> [What the exercise asks]: Format the items below as a two-column CSV with the header item_text,answer and one row per item. Put each item's text and its answer in a single quoted field apiece, replacing any line breaks with spaces.

> [Dataset extract]:
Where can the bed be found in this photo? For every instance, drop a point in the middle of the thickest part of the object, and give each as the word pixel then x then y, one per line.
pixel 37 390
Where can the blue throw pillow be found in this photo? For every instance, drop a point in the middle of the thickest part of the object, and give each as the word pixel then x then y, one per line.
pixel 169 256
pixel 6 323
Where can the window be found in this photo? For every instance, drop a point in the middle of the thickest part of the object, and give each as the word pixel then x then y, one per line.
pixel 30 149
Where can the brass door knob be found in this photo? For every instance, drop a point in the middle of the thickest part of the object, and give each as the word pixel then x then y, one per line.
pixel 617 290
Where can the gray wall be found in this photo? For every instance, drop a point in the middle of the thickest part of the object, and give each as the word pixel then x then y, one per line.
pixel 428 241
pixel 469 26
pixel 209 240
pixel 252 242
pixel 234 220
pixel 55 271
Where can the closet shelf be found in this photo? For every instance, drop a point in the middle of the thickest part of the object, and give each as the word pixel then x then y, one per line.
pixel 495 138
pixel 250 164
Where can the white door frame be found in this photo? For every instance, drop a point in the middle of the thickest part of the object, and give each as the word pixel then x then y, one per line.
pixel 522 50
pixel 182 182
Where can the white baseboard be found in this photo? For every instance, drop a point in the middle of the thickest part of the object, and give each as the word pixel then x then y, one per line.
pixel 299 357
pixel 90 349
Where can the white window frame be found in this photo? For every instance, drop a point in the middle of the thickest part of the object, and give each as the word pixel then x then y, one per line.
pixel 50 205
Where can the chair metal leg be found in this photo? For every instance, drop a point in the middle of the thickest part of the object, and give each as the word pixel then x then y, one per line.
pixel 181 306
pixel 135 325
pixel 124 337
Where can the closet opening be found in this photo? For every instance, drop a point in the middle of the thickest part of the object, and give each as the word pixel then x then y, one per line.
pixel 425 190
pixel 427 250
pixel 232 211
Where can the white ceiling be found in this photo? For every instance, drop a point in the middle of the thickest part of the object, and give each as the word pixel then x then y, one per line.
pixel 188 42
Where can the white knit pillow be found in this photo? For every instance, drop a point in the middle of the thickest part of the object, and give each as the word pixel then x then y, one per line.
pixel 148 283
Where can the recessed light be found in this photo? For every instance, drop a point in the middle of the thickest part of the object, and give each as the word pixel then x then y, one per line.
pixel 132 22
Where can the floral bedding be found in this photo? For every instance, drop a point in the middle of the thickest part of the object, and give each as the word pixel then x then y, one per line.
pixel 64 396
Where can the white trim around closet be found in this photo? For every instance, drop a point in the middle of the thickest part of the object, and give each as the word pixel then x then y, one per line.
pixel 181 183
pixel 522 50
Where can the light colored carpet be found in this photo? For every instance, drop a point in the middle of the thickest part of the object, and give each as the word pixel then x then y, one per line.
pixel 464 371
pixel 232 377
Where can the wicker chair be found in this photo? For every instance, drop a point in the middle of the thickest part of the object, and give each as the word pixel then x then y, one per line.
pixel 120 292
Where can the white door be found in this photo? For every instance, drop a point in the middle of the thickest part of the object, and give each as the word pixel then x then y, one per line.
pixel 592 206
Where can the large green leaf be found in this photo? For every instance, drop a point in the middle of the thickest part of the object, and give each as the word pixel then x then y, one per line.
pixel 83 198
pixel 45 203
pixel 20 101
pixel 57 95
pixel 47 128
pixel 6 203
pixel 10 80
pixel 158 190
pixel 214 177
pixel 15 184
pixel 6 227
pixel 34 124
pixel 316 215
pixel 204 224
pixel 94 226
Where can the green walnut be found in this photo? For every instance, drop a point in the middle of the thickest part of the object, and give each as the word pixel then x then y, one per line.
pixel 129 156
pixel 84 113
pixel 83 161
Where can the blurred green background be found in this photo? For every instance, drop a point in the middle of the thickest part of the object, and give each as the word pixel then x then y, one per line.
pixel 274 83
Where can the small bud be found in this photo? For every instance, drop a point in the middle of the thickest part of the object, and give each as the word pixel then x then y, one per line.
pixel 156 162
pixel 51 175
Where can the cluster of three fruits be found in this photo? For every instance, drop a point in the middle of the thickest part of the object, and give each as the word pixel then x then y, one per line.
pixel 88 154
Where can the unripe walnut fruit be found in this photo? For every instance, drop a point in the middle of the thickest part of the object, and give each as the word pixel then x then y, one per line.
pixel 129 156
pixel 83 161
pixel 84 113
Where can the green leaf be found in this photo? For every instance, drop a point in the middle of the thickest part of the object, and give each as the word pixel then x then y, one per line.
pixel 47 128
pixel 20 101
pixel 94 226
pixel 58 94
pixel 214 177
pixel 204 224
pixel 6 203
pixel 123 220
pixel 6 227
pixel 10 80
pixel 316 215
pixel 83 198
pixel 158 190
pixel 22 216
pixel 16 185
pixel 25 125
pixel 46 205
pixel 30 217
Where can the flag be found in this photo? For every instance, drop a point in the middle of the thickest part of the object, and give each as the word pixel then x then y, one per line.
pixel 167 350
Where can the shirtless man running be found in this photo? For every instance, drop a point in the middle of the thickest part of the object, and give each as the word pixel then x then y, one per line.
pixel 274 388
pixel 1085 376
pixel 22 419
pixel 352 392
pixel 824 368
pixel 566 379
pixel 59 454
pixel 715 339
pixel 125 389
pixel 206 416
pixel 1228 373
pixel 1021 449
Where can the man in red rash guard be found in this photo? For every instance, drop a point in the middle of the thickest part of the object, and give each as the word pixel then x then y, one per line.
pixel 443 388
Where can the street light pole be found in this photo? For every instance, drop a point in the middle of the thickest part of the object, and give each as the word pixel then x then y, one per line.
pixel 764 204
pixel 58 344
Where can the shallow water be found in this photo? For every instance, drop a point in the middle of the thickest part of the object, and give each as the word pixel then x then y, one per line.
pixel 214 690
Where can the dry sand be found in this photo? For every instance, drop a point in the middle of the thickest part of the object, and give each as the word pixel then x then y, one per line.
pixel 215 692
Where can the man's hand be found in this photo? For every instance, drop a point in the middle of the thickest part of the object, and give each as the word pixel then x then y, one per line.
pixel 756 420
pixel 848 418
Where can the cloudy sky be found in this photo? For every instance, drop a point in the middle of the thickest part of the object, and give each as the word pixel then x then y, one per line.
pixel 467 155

> [Correct output]:
item_text,answer
"Where can the bed be found in this photo? For every instance, drop a point in the middle of the thickest part of the object, and give each as the word pixel then x then y, one per line.","pixel 37 390"
"Where can the blue throw pillow be found in this photo? For every instance, drop a point in the middle of the thickest part of the object, and give each as the word pixel then x then y, one per line.","pixel 169 256 pixel 6 323"
"Where can the window be found in this photo? For every instance, drop a point in the middle of the thickest part of the object, and give each as the word pixel then x then y, one per line.","pixel 30 149"
"Where can the brass door knob be found in this photo? For every instance, drop a point in the middle of the thickest part of the object, and give each as the word pixel then x then y, one per line.","pixel 617 290"
"Where can the gray wall be found in this photo? For every instance, drop a point in the middle of the thickest part of the object, and give each as the word pixel then x then y, one per line.","pixel 428 241 pixel 469 26 pixel 209 240 pixel 252 242 pixel 234 220 pixel 55 271"
"Where can the closet shelf be found in this photo? For every instance, drop a point in the middle of the thickest part of the object, and give each as the word pixel then x then y, one per line.","pixel 495 138 pixel 250 164"
"Where can the white door frame be found in this photo? For every instance, drop a point in the middle of the thickest part of the object, and give each as the word pixel then x then y, one per line.","pixel 522 50 pixel 182 182"
"Where can the white baseboard be found in this photo? For every instance, drop a point in the middle of the thickest part of the object, and give each as the word pixel then x then y, one per line.","pixel 299 357 pixel 90 349"
"Where can the white window frame be found in this photo? For every instance, drop a point in the middle of the thickest part of the object, and give each as the word pixel then x then y, one per line.","pixel 50 205"
"Where can the chair metal leg be found in this photo? For every instance, drop a point in the middle of the thickest part of the object, and give each as the word pixel then x then y, one per line.","pixel 181 306 pixel 135 325 pixel 124 337"
"Where can the closet opening be found in this photo? For every instance, drop a point in the middle of the thickest part of the object, and give each as the word pixel then x then y, one per line.","pixel 425 190 pixel 427 250 pixel 232 211"
"Where can the white ceiling be found in this photo? For every instance, drop a point in the middle of the thickest part of the object, and give each as the word pixel then x then y, one per line.","pixel 188 42"
"Where can the white knit pillow be found in this photo? For every instance, drop a point in the middle of the thickest part of the object, and give each as the word pixel then x then y, one per line.","pixel 148 283"
"Where can the recessed light be found in this photo? For every instance, drop a point in the middle of the thickest part of the object, and give each as the word pixel then x then y, one per line.","pixel 132 22"
"Where can the floral bedding be found in this photo? For every instance, drop a point in the middle of the thickest part of the object, and give each as the word pixel then x then y, one per line.","pixel 64 396"
"Where can the white trim around closet be found in this photo? For every instance, drop a point in the middle of the thickest part of the object, and give each as the word pixel then x then y, one per line.","pixel 181 183 pixel 522 50"
"Where can the light colored carpet be found in this photo? For every instance, drop a point in the middle of the thickest part of the object, and give each as the word pixel then x then y, one per line.","pixel 464 371 pixel 232 377"
"Where can the wicker chair be found in this photo? For every instance, drop a point in the middle of the thickest part of the object, and give each as the word pixel then x then y, one per line.","pixel 120 292"
"Where can the white door be found in this photo? For every instance, drop a point in the middle of the thickest part of the object, and give each as the word pixel then x then y, one per line.","pixel 592 206"
"Where can the large green leaf be found in this photo? For every instance, drop a point in the middle of the thickest part of the object, and give each as the word pixel then x then y, one per line.","pixel 83 198 pixel 45 203 pixel 20 101 pixel 57 95 pixel 47 128 pixel 6 203 pixel 10 80 pixel 158 190 pixel 214 177 pixel 15 184 pixel 6 227 pixel 34 124 pixel 316 215 pixel 204 224 pixel 94 226"
"Where can the green walnut be found in this photo? For every instance, drop a point in the middle of the thickest part of the object, and give each as the word pixel then x then y, one per line.","pixel 129 156 pixel 84 113 pixel 83 161"
"Where can the blurred green background be found in this photo? For every instance, drop a point in the middle of the thickest part of the object, and give each as the word pixel then x then y, one per line.","pixel 274 83"
"Where can the small bud be found in this photo? For every instance, drop a point in the middle of the thickest part of the object, and give each as the word pixel then x then y, one per line.","pixel 156 162 pixel 51 175"
"Where can the cluster of three fruits be found in this photo? For every instance, drop a point in the middle of the thickest part of the object, and give each as the word pixel then x then y, one per line.","pixel 88 154"
"Where can the unripe walnut fruit be found in this photo? For every instance, drop a point in the middle of the thickest part of the object, and give each as the word pixel then x then y, one per line.","pixel 129 156 pixel 83 161 pixel 84 113"
"Where can the green leaf be found in this photo? For every instance, drop a point in the middle of the thickest part of the object, and give each as the word pixel then x then y, one per line.","pixel 47 128 pixel 20 101 pixel 94 226 pixel 58 94 pixel 214 177 pixel 204 224 pixel 6 203 pixel 123 220 pixel 6 227 pixel 10 80 pixel 316 215 pixel 83 198 pixel 158 190 pixel 22 216 pixel 16 185 pixel 25 125 pixel 46 205 pixel 30 217"
"Where can the flag be found in this photo? For every instance, drop a point in the middle of the thickest part of the object, and give each as the word pixel then x then y, one per line.","pixel 167 350"
"Where can the shirtless man running be found in this photo? For every instance, drop a point in the middle of the thickest part of the object, and give each as the word pixel then x then y, one per line.","pixel 274 388 pixel 1085 376 pixel 22 419 pixel 352 392 pixel 824 368 pixel 566 379 pixel 59 454 pixel 715 339 pixel 125 389 pixel 206 416 pixel 1228 373 pixel 1021 449"
"Where can the man in red rash guard be found in this photo? For every instance, drop a point in the middle of the thickest part of the object, and give each as the word pixel then x then y, one per line.","pixel 443 388"
"Where can the street light pole be found in this photo? For every instance, drop a point in the middle of the thickest part of the object, and give each as the word pixel then x then y, one per line.","pixel 764 204 pixel 58 344"
"Where can the shallow water be found in this photo? For every instance, drop a point in the middle of the thickest part of the object, and give each as the word pixel then x then y, one per line.","pixel 214 690"
"Where can the dry sand be found in this photo? For every instance, drop a point in the middle of the thickest part of the object, and give each as the word pixel then x then y, one per line.","pixel 215 692"
"Where can the man's hand be found in this photo? For every instance, drop a point in the middle of the thickest part of the object, and give each as the word pixel then x then y, one per line.","pixel 756 420 pixel 848 418"
"Where can the cloudy sky be found in this photo? For every instance, drop a point in the middle of the thickest part of the object, and give each as the word pixel then x then y, one per line.","pixel 467 155"